BEGIN Recorded information
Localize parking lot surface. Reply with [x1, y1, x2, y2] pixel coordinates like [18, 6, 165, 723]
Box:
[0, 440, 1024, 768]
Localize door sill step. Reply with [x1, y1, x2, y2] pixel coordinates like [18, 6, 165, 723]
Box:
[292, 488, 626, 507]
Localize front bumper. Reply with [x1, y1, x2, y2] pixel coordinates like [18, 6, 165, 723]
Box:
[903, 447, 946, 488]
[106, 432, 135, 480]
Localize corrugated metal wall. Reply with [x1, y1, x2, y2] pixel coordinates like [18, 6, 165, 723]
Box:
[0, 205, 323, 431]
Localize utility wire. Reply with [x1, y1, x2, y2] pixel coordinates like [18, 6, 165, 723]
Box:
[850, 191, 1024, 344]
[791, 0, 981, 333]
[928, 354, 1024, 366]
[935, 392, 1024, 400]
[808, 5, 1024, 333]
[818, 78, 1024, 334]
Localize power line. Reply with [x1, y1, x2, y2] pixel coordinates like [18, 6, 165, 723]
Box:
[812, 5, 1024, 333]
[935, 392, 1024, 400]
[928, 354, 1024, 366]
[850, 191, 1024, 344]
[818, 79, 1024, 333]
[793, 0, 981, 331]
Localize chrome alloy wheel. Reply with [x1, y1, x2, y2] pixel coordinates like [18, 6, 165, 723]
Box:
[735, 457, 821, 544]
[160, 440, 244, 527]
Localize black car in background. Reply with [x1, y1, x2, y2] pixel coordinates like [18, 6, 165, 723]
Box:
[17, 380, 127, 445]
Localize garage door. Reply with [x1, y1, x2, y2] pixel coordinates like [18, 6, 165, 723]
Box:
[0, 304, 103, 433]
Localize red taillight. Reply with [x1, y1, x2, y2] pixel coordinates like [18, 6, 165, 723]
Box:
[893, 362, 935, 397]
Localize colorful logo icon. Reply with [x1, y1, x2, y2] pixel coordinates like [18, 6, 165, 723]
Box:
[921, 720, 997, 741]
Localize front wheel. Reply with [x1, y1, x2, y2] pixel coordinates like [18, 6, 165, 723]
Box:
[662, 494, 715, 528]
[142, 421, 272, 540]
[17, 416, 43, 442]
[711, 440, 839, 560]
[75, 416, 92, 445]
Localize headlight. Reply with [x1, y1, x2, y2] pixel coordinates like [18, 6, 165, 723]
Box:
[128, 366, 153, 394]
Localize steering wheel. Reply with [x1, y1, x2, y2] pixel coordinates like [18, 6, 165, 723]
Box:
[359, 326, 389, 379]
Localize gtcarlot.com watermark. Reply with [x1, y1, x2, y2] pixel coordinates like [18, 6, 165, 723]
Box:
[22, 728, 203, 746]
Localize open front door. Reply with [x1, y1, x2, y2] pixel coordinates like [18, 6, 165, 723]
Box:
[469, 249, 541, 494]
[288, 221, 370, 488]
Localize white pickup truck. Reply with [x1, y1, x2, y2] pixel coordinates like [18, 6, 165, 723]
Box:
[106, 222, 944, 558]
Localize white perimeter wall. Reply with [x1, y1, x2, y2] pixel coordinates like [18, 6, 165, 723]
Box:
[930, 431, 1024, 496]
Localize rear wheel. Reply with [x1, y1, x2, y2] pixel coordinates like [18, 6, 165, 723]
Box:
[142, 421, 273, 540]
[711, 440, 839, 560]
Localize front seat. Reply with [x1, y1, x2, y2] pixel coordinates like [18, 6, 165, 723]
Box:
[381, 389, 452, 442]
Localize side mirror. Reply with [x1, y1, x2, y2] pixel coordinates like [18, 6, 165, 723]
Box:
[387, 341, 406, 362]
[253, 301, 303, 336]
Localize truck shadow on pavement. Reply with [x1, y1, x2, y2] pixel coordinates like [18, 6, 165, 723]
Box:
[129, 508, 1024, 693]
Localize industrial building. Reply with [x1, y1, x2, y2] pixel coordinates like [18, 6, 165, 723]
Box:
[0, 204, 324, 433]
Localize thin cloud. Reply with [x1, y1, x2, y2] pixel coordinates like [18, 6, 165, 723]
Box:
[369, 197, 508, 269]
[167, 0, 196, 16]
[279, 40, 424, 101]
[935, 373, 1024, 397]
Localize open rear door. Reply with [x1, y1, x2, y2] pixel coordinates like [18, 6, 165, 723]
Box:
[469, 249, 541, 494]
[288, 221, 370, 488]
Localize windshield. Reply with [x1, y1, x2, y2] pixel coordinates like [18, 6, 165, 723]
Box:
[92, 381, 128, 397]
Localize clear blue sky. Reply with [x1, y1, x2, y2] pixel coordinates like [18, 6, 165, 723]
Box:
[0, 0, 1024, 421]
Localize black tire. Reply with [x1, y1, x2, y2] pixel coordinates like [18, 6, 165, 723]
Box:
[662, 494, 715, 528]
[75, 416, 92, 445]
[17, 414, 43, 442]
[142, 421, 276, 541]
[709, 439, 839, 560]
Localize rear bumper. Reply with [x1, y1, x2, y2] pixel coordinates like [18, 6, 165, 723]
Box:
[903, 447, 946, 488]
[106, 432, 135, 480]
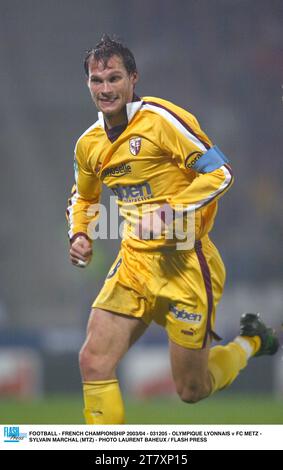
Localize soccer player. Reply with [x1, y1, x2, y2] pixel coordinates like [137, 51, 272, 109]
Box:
[67, 35, 278, 424]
END Recorded information
Rewrite all the rows above with every "Localize" changed to "Locate" and nothing else altered. Leave the pictures out.

Locate parking lot surface. Reply with [x1, y1, x2, y2] pixel coordinates like [18, 6, 165, 723]
Box:
[0, 440, 1024, 768]
Locate door sill step. Reply with [x1, y1, x2, y2] pixel coordinates like [18, 6, 165, 723]
Box:
[292, 488, 626, 507]
Locate front bumper. Reply with [x1, y1, x2, y2] pixel coordinates like [18, 6, 165, 723]
Box:
[903, 447, 946, 488]
[106, 432, 135, 480]
Locate corrugated metal wall. Reply with [x1, y1, x2, y2] pixel coordinates like [18, 6, 165, 723]
Box:
[0, 205, 323, 431]
Locate utility wire. Reply with [x1, y1, x2, y2] pixel coordinates like [18, 6, 165, 723]
Box:
[850, 191, 1024, 344]
[791, 0, 981, 333]
[928, 354, 1024, 366]
[935, 392, 1024, 400]
[808, 5, 1024, 333]
[818, 78, 1024, 334]
Locate power line. Reply with [x1, y1, x2, y2] pixel coordinates like [18, 6, 165, 723]
Box:
[812, 5, 1024, 333]
[935, 392, 1024, 400]
[928, 354, 1024, 366]
[850, 191, 1024, 344]
[818, 79, 1024, 333]
[793, 0, 981, 331]
Locate chrome alloy wheel. Reply with [x1, y1, x2, y2] pixel coordinates like [18, 6, 165, 723]
Box:
[735, 457, 821, 544]
[160, 440, 244, 527]
Locate black car in background. Reply with [x1, y1, x2, y2] pixel coordinates like [18, 6, 165, 723]
Box:
[17, 380, 127, 445]
Locate garage door. Reply with [x1, y1, x2, y2] pixel coordinates like [18, 6, 165, 723]
Box:
[0, 304, 103, 433]
Locate red taillight. Reply with [x1, y1, x2, y2] pixel coordinates like [18, 6, 165, 723]
Box:
[893, 362, 935, 397]
Locate colorful logo icon. Reply with [x1, y1, x2, y2] pixel coordinates like [18, 6, 165, 723]
Box:
[921, 720, 997, 741]
Locate front wheel. Reply with [x1, y1, x2, y2] pixel coordinates like [18, 6, 165, 723]
Box:
[662, 494, 715, 528]
[142, 421, 272, 540]
[17, 416, 43, 442]
[711, 440, 839, 560]
[75, 416, 92, 445]
Locate headlight. Reply with [x1, y1, x2, y2] pixel coordinates like [18, 6, 165, 723]
Box:
[128, 366, 153, 394]
Locate steering wheel. Reply with [x1, y1, x2, y2] pixel coordinates like [18, 6, 165, 723]
Box:
[359, 326, 389, 379]
Locate gtcarlot.com watermark. Reply with [x1, y1, x2, y2] pixel coordinates like [18, 6, 165, 723]
Box:
[22, 728, 203, 746]
Locate open front door. Reply with [x1, y1, x2, y2] pixel coordinates like [18, 6, 165, 723]
Box:
[469, 249, 541, 494]
[288, 221, 370, 488]
Locate white pickup truck. Reply with [x1, y1, x2, y2] pixel coordinates like [18, 6, 165, 723]
Box:
[106, 222, 944, 558]
Locate white perimeter wall. Reply with [x1, y1, x2, y2] pixel coordinates like [18, 6, 165, 723]
Box:
[930, 431, 1024, 496]
Locate rear wheel. Reply with [x1, y1, x2, y2] pixel coordinates like [18, 6, 165, 723]
Box:
[142, 421, 273, 540]
[711, 440, 839, 560]
Locate front seat. Reply with [x1, y1, x2, y2] pixel coordinates like [18, 6, 165, 723]
Box:
[381, 389, 452, 442]
Locate side mirror. Reply with [x1, y1, x2, y2] pixel coordinates like [18, 6, 165, 723]
Box:
[387, 341, 406, 362]
[253, 301, 303, 336]
Locate truck shadow on pavement. Reply with [x1, y1, x2, y2] pixel coordinates like [18, 6, 165, 723]
Box:
[129, 508, 1024, 693]
Locate industrial building. Reply with [x1, y1, x2, y2] pixel coordinates like [18, 6, 165, 723]
Box:
[0, 204, 324, 433]
Locate thin cloud. Reply with [x1, y1, x2, y2] pixel coordinates like [18, 6, 165, 723]
Box:
[369, 197, 508, 269]
[167, 0, 196, 16]
[279, 40, 424, 101]
[935, 373, 1024, 397]
Locate open rear door. Reply with [x1, y1, x2, y2] pixel coordinates like [18, 6, 165, 723]
Box:
[469, 249, 541, 494]
[288, 221, 370, 488]
Locate windshield. Reply with [x1, y1, x2, y2] pixel coordinates like [18, 6, 165, 723]
Box:
[92, 381, 128, 397]
Locate clear blue sky. Reply with [x1, y1, x2, y2] pixel coordinates like [18, 6, 165, 723]
Box:
[0, 0, 1024, 421]
Locate black tire. Reply with [x1, y1, x2, y2] pixel coordinates like [18, 6, 165, 723]
Box:
[662, 494, 715, 528]
[75, 416, 92, 445]
[17, 414, 43, 442]
[142, 421, 276, 541]
[709, 439, 839, 560]
Locate rear bumper. Reply with [x1, y1, x2, y2] pixel coordinates like [18, 6, 165, 723]
Box:
[903, 447, 946, 488]
[106, 432, 135, 480]
Locate soccer player. Reply with [x1, y1, x2, y2] pixel coordinates like [137, 51, 272, 109]
Box:
[67, 35, 278, 424]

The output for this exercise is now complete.